→ **Set exercise**:
Locate every line in the lines below that contains the word "ceiling", and copy each one out in full.

---*---

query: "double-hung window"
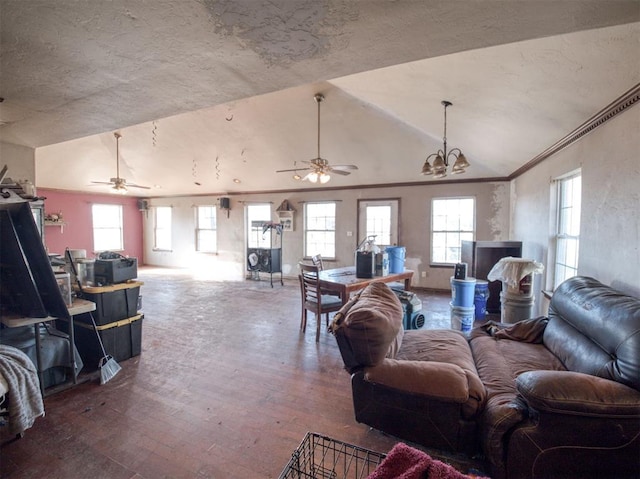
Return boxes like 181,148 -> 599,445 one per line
91,204 -> 124,252
246,203 -> 272,248
196,205 -> 218,253
431,197 -> 476,265
304,201 -> 336,259
554,171 -> 582,289
358,199 -> 399,246
153,206 -> 171,251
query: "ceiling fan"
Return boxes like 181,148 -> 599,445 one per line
276,93 -> 358,183
91,132 -> 151,195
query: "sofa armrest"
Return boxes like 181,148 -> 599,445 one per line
516,371 -> 640,417
364,359 -> 469,403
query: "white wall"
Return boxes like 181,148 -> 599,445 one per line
0,142 -> 36,185
511,107 -> 640,304
144,182 -> 510,290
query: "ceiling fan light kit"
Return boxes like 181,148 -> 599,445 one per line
421,100 -> 469,178
276,93 -> 358,184
91,131 -> 150,195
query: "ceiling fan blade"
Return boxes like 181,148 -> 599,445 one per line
276,168 -> 310,173
330,165 -> 358,171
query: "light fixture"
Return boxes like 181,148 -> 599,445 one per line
421,100 -> 469,178
276,93 -> 358,184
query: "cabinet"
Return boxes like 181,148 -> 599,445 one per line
461,241 -> 522,314
247,222 -> 284,287
0,191 -> 82,391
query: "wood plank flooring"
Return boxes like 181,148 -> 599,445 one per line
0,268 -> 482,479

---*---

→ **Result**:
query: "ceiling fan"
query: "ceiling fan light kit"
query: "ceiling fan blade"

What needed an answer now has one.